→ **Text**
World Bank Predicts 7.5% Growth for Indian Economy in 2024

In its latest South Asia Development Update released on Tuesday, the World Bank announced that the Indian economy is forecasted to expand by 7.5 percent in 2024, marking a revision of its earlier projections for the same period by 1.2 percent. The report highlights a strong growth outlook for South Asia, with an overall regional growth rate expected to reach 6.0 percent in 2024. This growth is primarily attributed to robust economic expansion in India, coupled with recoveries observed in Pakistan and Sri Lanka.

The latest report indicates that South Asia is poised to maintain its status as the world’s fastest-growing region for the next two years, with growth forecasted at 6.1% in 2025.

The World Bank’s report underscores India’s significant role in the region’s economic landscape, with the country projected to drive much of the region’s growth. India’s output growth is anticipated to reach 7.5% in FY23/24 before settling at 6.6% over the medium term. The report highlights the resilience of India’s services and industry sectors, which are expected to sustain robust activity levels.

Meanwhile, in Bangladesh, economic output is expected to increase by 5.7% in FY24/25. However, this growth is expected to be tempered by factors such as high inflation and trade and foreign exchange restrictions, which are likely to constrain economic activity in the country.

Also read: India’s Economy Surpasses Expectations with Strong 8.4% Growth

The World Bank anticipates Pakistan’s economy to rebound following the contraction in FY22/23, with a projected growth rate of 2.3% in FY24/25. This growth is attributed to improving business confidence within the country. Similarly, Sri Lanka’s output growth is expected to strengthen to 2.5% in 2025, supported by modest recoveries in reserves, remittances, and tourism.

Martin Raiser, the World Bank Vice President for South Asia, highlighted the region’s promising growth prospects in the short term. However, he also emphasized the need for caution due to fragile fiscal positions and increasing climate shocks. Raiser stressed the importance of implementing policies aimed at boosting private investment and enhancing employment growth to foster greater resilience in the face of economic challenges.

Franziska Ohnsorge, the World Bank Chief Economist for South Asia, emphasized that the region is currently failing to fully leverage its demographic dividend. She characterized this as a missed opportunity for South Asia.

Franziska Ohnsorge, the World Bank Chief Economist for South Asia, highlighted that the region could significantly boost its output by employing a larger share of its working-age population, similar to other emerging markets and developing economies. Ohnsorge emphasized that if South Asia utilized its working-age population to the same extent as its counterparts, its output could potentially be 16% higher.

→ **Provided records**
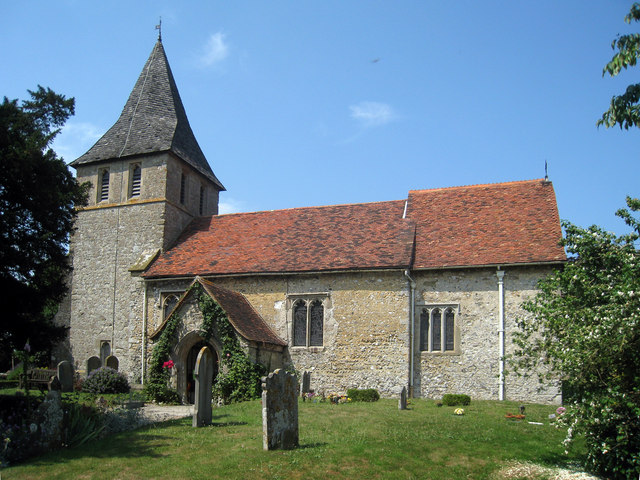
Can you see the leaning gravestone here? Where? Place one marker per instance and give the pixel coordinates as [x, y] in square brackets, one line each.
[112, 362]
[402, 403]
[204, 379]
[306, 383]
[279, 411]
[93, 363]
[65, 375]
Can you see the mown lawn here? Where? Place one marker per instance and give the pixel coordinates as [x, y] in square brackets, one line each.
[356, 440]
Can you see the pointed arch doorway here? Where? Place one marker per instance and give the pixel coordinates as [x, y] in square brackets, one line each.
[190, 365]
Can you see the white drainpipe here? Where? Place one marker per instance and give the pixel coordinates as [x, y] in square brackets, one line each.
[500, 275]
[144, 333]
[412, 329]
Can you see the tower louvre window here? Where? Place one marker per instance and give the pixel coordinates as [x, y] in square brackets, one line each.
[136, 180]
[104, 186]
[183, 187]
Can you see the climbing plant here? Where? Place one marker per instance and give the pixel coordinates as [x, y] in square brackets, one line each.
[157, 387]
[239, 378]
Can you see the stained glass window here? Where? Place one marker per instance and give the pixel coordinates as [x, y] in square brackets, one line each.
[315, 322]
[300, 324]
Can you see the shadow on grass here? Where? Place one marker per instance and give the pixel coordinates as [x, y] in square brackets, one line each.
[306, 446]
[109, 447]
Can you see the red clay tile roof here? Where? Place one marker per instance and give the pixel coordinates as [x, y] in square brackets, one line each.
[496, 224]
[333, 238]
[242, 316]
[504, 223]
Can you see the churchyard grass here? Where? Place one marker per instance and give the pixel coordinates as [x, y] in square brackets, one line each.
[354, 440]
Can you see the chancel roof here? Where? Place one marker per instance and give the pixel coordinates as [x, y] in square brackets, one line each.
[153, 120]
[480, 225]
[495, 224]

→ **Directives**
a – In the World Bank article, rewrite the paragraph beginning "The World Bank anticipates Pakistan's economy" as a short bulleted list that keeps its main facts.
b – Reproduce the passage of the World Bank article starting at "Also read: India’s" and ending at "remittances, and tourism.".
c – Answer these questions from the World Bank article, one per line:
(i) What overall growth rate is expected for South Asia in 2024?
(ii) What position does Martin Raiser hold?
(iii) How much higher could South Asia's output be if it used its working-age population to the same extent as its counterparts?

→ **Answers by task**
a –
- Pakistan: expected to rebound after its FY22/23 contraction, with growth projected at 2.3% in FY24/25, attributed to improving business confidence.
- Sri Lanka: output growth expected to strengthen to 2.5% in 2025, supported by modest recoveries in reserves, remittances, and tourism.

b –
Also read: India’s Economy Surpasses Expectations with Strong 8.4% Growth

The World Bank anticipates Pakistan’s economy to rebound following the contraction in FY22/23, with a projected growth rate of 2.3% in FY24/25. This growth is attributed to improving business confidence within the country. Similarly, Sri Lanka’s output growth is expected to strengthen to 2.5% in 2025, supported by modest recoveries in reserves, remittances, and tourism.

c –
(i) 6.0 percent
(ii) World Bank Vice President for South Asia
(iii) 16% higher